● **WORK INSTRUCTION**
Each entry has to be copied exactly, with nothing missed.

--- MATERIAL FOR THIS TASK ---

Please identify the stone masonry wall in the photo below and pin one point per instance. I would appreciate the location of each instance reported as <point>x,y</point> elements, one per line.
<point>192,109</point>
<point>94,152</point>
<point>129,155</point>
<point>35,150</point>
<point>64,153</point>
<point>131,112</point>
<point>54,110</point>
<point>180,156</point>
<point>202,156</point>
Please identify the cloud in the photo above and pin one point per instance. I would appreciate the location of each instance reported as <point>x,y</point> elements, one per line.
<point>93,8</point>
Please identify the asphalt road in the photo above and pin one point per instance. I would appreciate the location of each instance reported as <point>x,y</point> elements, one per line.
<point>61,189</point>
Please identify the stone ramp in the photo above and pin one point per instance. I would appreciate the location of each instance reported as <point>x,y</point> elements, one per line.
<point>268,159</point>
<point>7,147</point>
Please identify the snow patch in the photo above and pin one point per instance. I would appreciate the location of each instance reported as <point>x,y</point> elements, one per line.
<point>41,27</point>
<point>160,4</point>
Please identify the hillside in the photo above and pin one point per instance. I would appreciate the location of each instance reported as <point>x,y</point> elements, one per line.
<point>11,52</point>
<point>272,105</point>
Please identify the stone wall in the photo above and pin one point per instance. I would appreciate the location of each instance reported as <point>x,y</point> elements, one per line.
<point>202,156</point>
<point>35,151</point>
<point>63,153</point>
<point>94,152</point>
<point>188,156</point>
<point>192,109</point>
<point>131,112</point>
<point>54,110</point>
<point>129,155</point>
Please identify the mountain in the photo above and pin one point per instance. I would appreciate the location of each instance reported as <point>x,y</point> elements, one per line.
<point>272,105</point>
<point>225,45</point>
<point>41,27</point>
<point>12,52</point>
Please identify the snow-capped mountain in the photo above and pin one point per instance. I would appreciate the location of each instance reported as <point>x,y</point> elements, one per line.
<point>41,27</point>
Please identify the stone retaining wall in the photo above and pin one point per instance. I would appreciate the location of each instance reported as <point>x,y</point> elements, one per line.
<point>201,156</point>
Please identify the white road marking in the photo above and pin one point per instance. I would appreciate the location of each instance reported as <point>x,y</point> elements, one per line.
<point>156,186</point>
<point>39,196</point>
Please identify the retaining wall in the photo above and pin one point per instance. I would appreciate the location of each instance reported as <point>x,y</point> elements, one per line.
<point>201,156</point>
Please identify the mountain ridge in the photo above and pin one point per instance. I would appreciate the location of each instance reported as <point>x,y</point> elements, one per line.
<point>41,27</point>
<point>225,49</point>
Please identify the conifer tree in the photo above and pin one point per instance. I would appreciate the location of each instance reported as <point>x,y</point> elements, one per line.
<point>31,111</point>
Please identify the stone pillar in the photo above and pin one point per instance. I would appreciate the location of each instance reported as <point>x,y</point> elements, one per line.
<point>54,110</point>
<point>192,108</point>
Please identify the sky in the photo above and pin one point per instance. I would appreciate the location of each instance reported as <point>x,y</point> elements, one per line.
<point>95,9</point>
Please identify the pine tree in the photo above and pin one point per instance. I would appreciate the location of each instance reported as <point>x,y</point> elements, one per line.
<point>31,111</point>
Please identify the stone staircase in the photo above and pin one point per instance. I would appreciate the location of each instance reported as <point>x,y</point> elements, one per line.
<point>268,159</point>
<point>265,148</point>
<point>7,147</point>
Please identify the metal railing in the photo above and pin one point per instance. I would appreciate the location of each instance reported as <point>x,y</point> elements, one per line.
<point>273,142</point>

---

● **ANSWER BOX**
Please identify the stone masonry wall in the photo below and pin one point per instance. I would appreciate the location of each instance reported as <point>x,y</point> elements, one per line.
<point>192,109</point>
<point>94,152</point>
<point>129,155</point>
<point>35,150</point>
<point>64,153</point>
<point>131,112</point>
<point>54,110</point>
<point>180,156</point>
<point>202,156</point>
Please identify the cloud in the photo above and pin one point per instance. I would appreciate the location of each instance reported as <point>x,y</point> elements, one per line.
<point>93,8</point>
Please identify the asphalt road in the photo above and pin one point per instance. I would appreciate the location of each instance reported as <point>x,y</point> elements, one per line.
<point>61,189</point>
Please identify the stone ramp in the photo above and pin one point per instance. I would appreciate the location of each instance reported as <point>x,y</point> elements, one per line.
<point>268,159</point>
<point>7,147</point>
Please identify the snow patch in the photo above and pin one point per instance. I would appreciate the location of each instance reported as <point>x,y</point> elements, one per line.
<point>41,27</point>
<point>160,4</point>
Please identify the hillside in the photo above and pin one point per instance. I would appreciate the location of each instance reported as <point>x,y</point> elements, one per line.
<point>11,52</point>
<point>272,105</point>
Please identify the stone wall in the photo above and pin one point per instance. I would appreciate the location of each instance reported as <point>x,y</point> elements, one per line.
<point>202,156</point>
<point>35,151</point>
<point>63,153</point>
<point>94,152</point>
<point>188,156</point>
<point>192,109</point>
<point>131,112</point>
<point>54,110</point>
<point>129,155</point>
Please identify the mountain in the photo above and pin one point per instance. I would appreciate the location of each instance reported as <point>x,y</point> elements, one per line.
<point>272,105</point>
<point>225,45</point>
<point>41,27</point>
<point>12,52</point>
Please identify the snow-capped mountain in the photo above and pin one point per instance. I would appreciate the location of each instance reported as <point>x,y</point> elements, one per line.
<point>41,27</point>
Please identify the stone retaining wall in the photo above and pin one point per instance. I would appreciate the location of each instance reported as <point>x,y</point> elements, one per line.
<point>201,156</point>
Please identify the white road marking in the photo above and pin one point per instance. I would appreciate the location of each instance reported as <point>x,y</point> elements, one per line.
<point>156,186</point>
<point>39,196</point>
Please identify the retaining wall in the photo above and pin one point per instance. I would appreciate the location of each instance reported as <point>x,y</point> elements, one per line.
<point>201,156</point>
Please identify the mountain ridge in the photo above and pin one point per instance. I would appreciate the location of each instance reported as <point>x,y</point> elements, one per line.
<point>41,27</point>
<point>225,49</point>
Please identify the conifer tree in the photo above and pin one point per instance. I would appreciate the location of each instance reported as <point>x,y</point> elements, one per line.
<point>31,111</point>
Please identify the stone pillar in the photo above and pin one point per instance. I would appreciate the location of each instance reported as <point>x,y</point> elements, one per line.
<point>54,110</point>
<point>192,108</point>
Please identify the sky in the photo above and pin one point per instance. I would appreciate the location of each instance reported as <point>x,y</point> elements, one per line.
<point>95,9</point>
Please identify the pine tree in the photo above and pin one point per instance. I would appreciate the location of each instance reported as <point>x,y</point> elements, one per line.
<point>31,111</point>
Please identify the stone staircase in the photo above and pin one point per instance. I would appreciate the location of each instance reported as <point>x,y</point> elements, one per line.
<point>268,159</point>
<point>265,148</point>
<point>7,147</point>
Please identify the metal railing in the photo above and pin one point per instance. I would appreciate the location of each instance reported as <point>x,y</point> elements, one per line.
<point>273,142</point>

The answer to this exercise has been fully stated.